--- Compito da svolgere ---
Converti tutte le righe seguenti in una lista JSON di stringhe, una per riga, omettendo le righe vuote. Escludi le immagini dalla risposta.

--- Dati forniti ---
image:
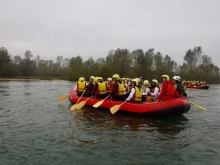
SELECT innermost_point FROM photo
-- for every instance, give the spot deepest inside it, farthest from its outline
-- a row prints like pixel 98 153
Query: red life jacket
pixel 111 86
pixel 101 88
pixel 170 92
pixel 120 89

--- Risposta al problema ---
[
  "image:",
  "SELECT innermost_point FROM photo",
  "-- for every instance, give the spot deepest inside it, farthest from its outline",
  "-- a row prints like pixel 98 153",
  "Query: red life jacket",
  "pixel 111 86",
  "pixel 101 88",
  "pixel 170 92",
  "pixel 120 89"
]